(Records from a data collection)
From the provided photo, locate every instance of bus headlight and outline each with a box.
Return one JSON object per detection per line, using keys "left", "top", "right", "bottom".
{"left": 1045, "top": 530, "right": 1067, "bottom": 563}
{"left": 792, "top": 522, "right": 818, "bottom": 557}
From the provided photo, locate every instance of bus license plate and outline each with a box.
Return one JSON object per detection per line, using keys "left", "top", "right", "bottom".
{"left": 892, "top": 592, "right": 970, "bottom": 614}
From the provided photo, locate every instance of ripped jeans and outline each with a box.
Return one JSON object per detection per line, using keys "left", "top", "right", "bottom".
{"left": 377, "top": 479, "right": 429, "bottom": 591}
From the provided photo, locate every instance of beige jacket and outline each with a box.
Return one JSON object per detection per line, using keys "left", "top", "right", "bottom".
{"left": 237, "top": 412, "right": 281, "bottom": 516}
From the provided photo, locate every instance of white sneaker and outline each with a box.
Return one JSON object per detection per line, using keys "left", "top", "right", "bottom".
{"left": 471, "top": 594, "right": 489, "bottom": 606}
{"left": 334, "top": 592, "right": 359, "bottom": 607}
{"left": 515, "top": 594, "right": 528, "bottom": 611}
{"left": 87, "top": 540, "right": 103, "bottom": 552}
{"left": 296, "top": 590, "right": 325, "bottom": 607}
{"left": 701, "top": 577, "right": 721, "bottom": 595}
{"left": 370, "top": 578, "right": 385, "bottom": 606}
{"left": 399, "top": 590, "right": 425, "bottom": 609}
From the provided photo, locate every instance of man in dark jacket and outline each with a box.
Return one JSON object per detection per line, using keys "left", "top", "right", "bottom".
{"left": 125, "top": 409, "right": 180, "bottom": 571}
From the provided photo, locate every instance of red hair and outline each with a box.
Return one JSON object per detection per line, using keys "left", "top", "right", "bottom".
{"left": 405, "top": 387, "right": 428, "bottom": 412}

PROBLEM TO WORK ON: Put down each entry again, unchanged and complete.

ANSWER AREA:
From the provided photo, locate every instance of bus headlight and outline each with a box.
Return one JSON object per detection per line, using keys "left", "top", "right", "bottom".
{"left": 1045, "top": 530, "right": 1067, "bottom": 563}
{"left": 792, "top": 522, "right": 818, "bottom": 557}
From the provided photo, locate every instance of bus license plate and outline each with a box.
Return one JSON object per detection per line, using keys "left", "top", "right", "bottom".
{"left": 892, "top": 592, "right": 970, "bottom": 614}
From the provided photo, locate every instance of ripped jeans and outline each with a box.
Return one JSON object per detection per line, using keys "left", "top", "right", "bottom".
{"left": 377, "top": 479, "right": 429, "bottom": 591}
From the provided photo, locate every instance of beige jacket and outline each with a box.
Return one JSON object per detection per line, using keys "left", "top", "right", "bottom".
{"left": 237, "top": 412, "right": 281, "bottom": 516}
From the provided photo, locate every instance of white sneaker and outline each with a box.
Return one JSON object per detection per line, using keys "left", "top", "right", "bottom".
{"left": 471, "top": 594, "right": 489, "bottom": 606}
{"left": 334, "top": 592, "right": 359, "bottom": 607}
{"left": 515, "top": 594, "right": 528, "bottom": 611}
{"left": 87, "top": 540, "right": 103, "bottom": 552}
{"left": 296, "top": 590, "right": 325, "bottom": 607}
{"left": 701, "top": 577, "right": 721, "bottom": 595}
{"left": 370, "top": 578, "right": 385, "bottom": 606}
{"left": 399, "top": 590, "right": 425, "bottom": 609}
From the provided photo, locate every instance of man in dark jacket and outline each with a box.
Return one JSON object per detection per line, using keys "left", "top", "right", "bottom".
{"left": 125, "top": 409, "right": 180, "bottom": 571}
From the provided photo, locate every instance of red hair and outline each with a box.
Return one JSON object per detection per line, using keys "left", "top", "right", "bottom".
{"left": 405, "top": 387, "right": 428, "bottom": 412}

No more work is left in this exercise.